*What is required*
Keep images out and repeat all data exactly.

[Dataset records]
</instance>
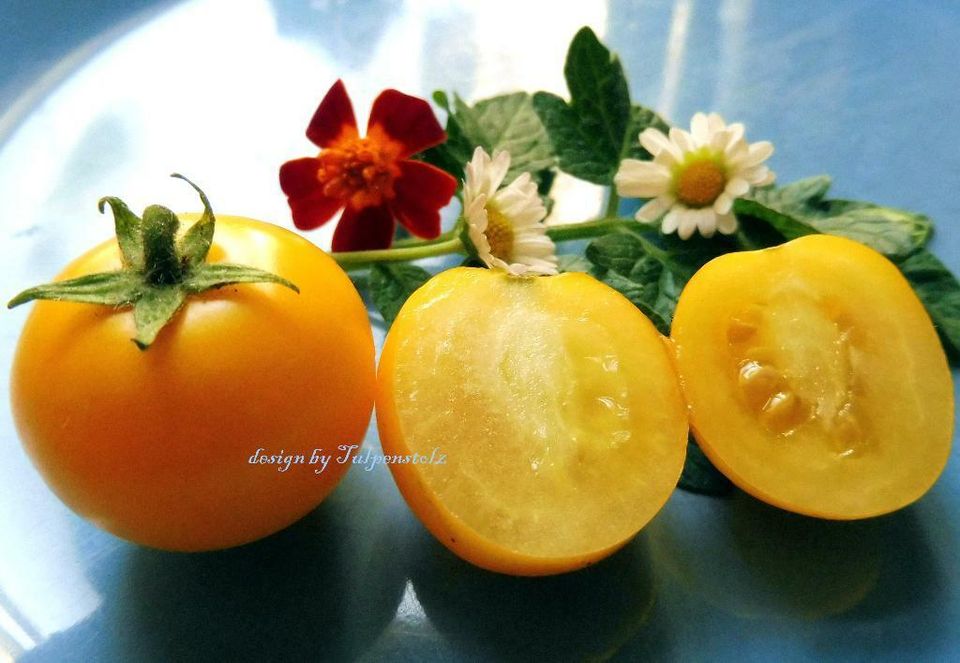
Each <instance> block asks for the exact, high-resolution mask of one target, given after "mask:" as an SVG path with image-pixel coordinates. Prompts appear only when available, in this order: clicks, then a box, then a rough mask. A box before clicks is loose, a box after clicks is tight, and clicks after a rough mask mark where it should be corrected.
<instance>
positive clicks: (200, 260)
mask: <svg viewBox="0 0 960 663" xmlns="http://www.w3.org/2000/svg"><path fill="white" fill-rule="evenodd" d="M170 177H176V178H178V179H181V180H183V181H184V182H186V183H187V184H189V185H190V186H192V187H193V189H194V191H196V192H197V193H198V194H199V195H200V202H202V203H203V216H201V217H200V220H199V221H197V222H196V223H195V224H193V225H192V226H190V229H189V230H187V232H185V233H184V234H183V237H181V238H180V243H179V246H178V249H179V253H180V259H181V260H182V261H183V263H184V264H185V265H186V266H187V267H188V268H189V267H194V266H196V265H199V264H200V263H202V262H203V261H204V260H206V259H207V254H208V253H209V252H210V245H211V244H212V243H213V232H214V230H215V228H216V219H215V218H214V216H213V209H211V207H210V201H209V200H207V195H206V194H205V193H204V192H203V191H202V190H201V189H200V187H198V186H197V185H196V184H194V183H193V182H191V181H190V180H188V179H187V178H186V177H184V176H183V175H181V174H179V173H174V174H173V175H171V176H170Z"/></svg>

*Result of this exercise*
</instance>
Each <instance> block asks for the exact, high-resolution mask of one target, given after "mask:" as an SVG path with image-pixel coordinates. Prompts appear only when available, in this order: clicks, then a box, then a rough mask. A box before clicks is loose, a box after clicks is tight, and clicks after a rough mask mark where it should be corrected.
<instance>
positive clicks: (200, 260)
mask: <svg viewBox="0 0 960 663" xmlns="http://www.w3.org/2000/svg"><path fill="white" fill-rule="evenodd" d="M170 177H176V178H178V179H181V180H183V181H184V182H186V183H187V184H189V185H190V186H192V187H193V189H194V191H196V192H197V193H198V194H199V195H200V202H202V203H203V216H201V217H200V220H199V221H197V222H196V223H195V224H193V225H192V226H190V229H189V230H187V232H185V233H184V234H183V237H181V238H180V243H179V246H178V249H179V253H180V259H181V260H182V261H183V263H184V264H185V265H186V266H187V267H188V268H189V267H194V266H196V265H199V264H200V263H202V262H203V261H204V260H206V259H207V254H208V253H209V252H210V245H211V244H212V243H213V232H214V230H215V228H216V219H215V218H214V216H213V209H211V207H210V201H209V200H207V195H206V194H205V193H204V192H203V191H202V190H201V189H200V187H198V186H197V185H196V184H194V183H193V182H191V181H190V180H188V179H187V178H186V177H184V176H183V175H181V174H179V173H174V174H173V175H171V176H170Z"/></svg>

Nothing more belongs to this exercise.